▸ Required task: Find "of the gold" in the material below, then copy that line and every subsequent line to the end, exactly.

(Records from a dataset)
══════════

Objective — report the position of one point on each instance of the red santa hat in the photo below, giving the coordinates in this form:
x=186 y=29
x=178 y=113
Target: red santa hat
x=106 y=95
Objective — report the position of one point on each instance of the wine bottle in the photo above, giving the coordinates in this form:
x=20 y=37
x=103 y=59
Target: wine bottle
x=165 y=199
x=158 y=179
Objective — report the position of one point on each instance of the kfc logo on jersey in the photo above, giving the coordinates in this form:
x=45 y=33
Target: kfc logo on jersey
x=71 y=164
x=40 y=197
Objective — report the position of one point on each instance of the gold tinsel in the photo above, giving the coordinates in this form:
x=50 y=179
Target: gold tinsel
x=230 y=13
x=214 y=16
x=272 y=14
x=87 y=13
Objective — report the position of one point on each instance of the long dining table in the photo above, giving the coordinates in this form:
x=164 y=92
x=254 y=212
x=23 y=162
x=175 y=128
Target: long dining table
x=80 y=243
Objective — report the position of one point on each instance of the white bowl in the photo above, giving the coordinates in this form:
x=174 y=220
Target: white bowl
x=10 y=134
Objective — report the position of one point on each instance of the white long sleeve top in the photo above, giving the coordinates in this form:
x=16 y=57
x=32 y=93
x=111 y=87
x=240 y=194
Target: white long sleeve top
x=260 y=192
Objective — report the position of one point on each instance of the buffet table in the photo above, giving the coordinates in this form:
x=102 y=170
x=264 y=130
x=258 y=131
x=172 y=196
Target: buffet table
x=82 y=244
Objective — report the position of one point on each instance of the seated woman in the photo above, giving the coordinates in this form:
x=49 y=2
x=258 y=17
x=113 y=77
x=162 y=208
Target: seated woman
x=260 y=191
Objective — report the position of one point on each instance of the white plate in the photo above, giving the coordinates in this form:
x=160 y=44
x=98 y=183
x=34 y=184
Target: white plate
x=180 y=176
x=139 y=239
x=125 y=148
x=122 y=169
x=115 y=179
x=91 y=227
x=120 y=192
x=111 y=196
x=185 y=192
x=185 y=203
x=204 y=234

══════════

▸ Reply:
Objective — report the position of one point on each instance of the gold tinsel in the photo above, giving the coordinates in this form:
x=50 y=179
Target: gold tinsel
x=230 y=13
x=214 y=16
x=272 y=14
x=87 y=13
Objective — report the position of one point on each instance of the long dining table in the photo above, giving the coordinates in this form:
x=164 y=92
x=254 y=212
x=23 y=162
x=175 y=128
Target: long dining table
x=80 y=243
Objective — report the position of one point on each instance of the white bowl in the photo above, giving the coordinates in this form:
x=174 y=220
Target: white bowl
x=10 y=134
Objective — report the position of one point on each instance of the white long sleeve top in the photo above, giving the coordinates in this form:
x=16 y=57
x=32 y=93
x=111 y=87
x=240 y=194
Target: white long sleeve top
x=260 y=192
Objective — report the position of one point on each instance of the buffet table in the photo above, giving the coordinates in this form:
x=102 y=170
x=264 y=130
x=258 y=131
x=172 y=196
Target: buffet table
x=82 y=244
Objective — report the position of one point on each instance of the seated woman in the photo above, giving the coordinates in this form:
x=49 y=2
x=258 y=17
x=113 y=77
x=162 y=208
Target: seated woman
x=260 y=191
Objective — report the position of one point on each instance of the white plate in the photo above, giving the coordinates in this form:
x=160 y=44
x=98 y=183
x=34 y=184
Target: white plate
x=180 y=176
x=139 y=239
x=125 y=148
x=122 y=169
x=115 y=179
x=91 y=227
x=120 y=192
x=111 y=196
x=185 y=192
x=185 y=203
x=204 y=234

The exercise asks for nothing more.